Set task:
From the passage below on translating the Tao Te Ching, quote word for word the part that opens with the words containing "The Tao Te Ching is perhaps" and closes with "side by side.".

Given passage:
• • • • •

Interpretation & Translation of Tao Te Ching:



The Tao Te Ching is written in classical Chinese, which is in itself difficult even for normally educated modern native speakers of Chinese to understand completely. Furthermore, many of the words used in the Tao Te Ching are deliberately vague and ambiguous. At the time the Tao Te Ching was written, educated Chinese who could read it would have memorized a large body of fairly standard Chinese literature, and when writing it was common to convey meaning by making allusions to other well-known works which now may have been lost. Few people today have the full command of the vast body of ancient Chinese literature that would have been common in Laozi's day, and thus many levels of subtext are potentially lost on modern translators.
There is no punctuation in classical Chinese, and thus often no way to conclusively determine where one sentence ends and the next begins. Moving a period a few words forward or back or inserting a comma can profoundly alter the meaning of many passages, and such divisions and meanings must be determined by the translator. Some Chinese editors and some translators, indeed, argue that the text is so corrupted (as it was written on one-line bamboo tablets linked with a silk thread) that it's not possible to understand some chapters without moving sequences of characters from one place to another.
The Tao Te Ching is perhaps the most translated book written in the Chinese language, with over 100 different translations into English alone. The combination of being mystical and obscure means that sometimes different translations have nothing in common, suggesting that getting a deep understanding of the text requires reading more than one. A common way to do this is to pick two translations and read them side by side.

• • • • •

Provided information:
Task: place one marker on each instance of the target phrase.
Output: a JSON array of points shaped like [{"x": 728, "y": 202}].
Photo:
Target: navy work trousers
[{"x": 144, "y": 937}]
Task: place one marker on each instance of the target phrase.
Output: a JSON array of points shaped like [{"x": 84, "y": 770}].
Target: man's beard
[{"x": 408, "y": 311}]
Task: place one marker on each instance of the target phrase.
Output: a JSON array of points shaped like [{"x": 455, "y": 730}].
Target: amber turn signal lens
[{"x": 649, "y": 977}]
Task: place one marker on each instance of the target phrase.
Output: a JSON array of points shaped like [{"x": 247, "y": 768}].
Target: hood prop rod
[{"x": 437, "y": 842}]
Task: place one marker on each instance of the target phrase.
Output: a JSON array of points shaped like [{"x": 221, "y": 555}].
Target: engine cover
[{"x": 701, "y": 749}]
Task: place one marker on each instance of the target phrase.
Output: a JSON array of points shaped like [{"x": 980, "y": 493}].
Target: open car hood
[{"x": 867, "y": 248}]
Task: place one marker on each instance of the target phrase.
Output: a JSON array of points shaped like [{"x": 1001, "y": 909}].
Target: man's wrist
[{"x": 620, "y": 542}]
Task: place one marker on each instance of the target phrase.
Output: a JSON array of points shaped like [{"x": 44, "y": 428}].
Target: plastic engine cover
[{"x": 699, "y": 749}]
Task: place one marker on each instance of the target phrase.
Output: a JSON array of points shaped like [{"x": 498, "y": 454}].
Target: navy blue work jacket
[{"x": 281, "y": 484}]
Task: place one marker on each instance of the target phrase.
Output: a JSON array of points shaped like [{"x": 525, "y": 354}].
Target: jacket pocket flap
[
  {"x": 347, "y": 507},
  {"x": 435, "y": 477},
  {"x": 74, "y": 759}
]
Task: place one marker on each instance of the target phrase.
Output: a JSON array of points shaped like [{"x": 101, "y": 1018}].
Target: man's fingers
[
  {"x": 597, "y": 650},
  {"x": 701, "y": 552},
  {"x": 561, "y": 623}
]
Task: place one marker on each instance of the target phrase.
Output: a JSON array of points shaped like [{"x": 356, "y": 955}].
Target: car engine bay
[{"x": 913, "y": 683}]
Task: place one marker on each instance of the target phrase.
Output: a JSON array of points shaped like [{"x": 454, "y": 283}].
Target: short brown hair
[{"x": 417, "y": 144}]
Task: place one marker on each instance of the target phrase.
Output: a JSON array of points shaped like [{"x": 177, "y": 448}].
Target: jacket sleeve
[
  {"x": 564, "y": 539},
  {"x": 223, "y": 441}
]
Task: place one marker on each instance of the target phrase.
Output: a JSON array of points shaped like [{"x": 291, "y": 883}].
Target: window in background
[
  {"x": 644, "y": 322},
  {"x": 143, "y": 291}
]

• • • • •

Answer to the problem:
The Tao Te Ching is perhaps the most translated book written in the Chinese language, with over 100 different translations into English alone. The combination of being mystical and obscure means that sometimes different translations have nothing in common, suggesting that getting a deep understanding of the text requires reading more than one. A common way to do this is to pick two translations and read them side by side.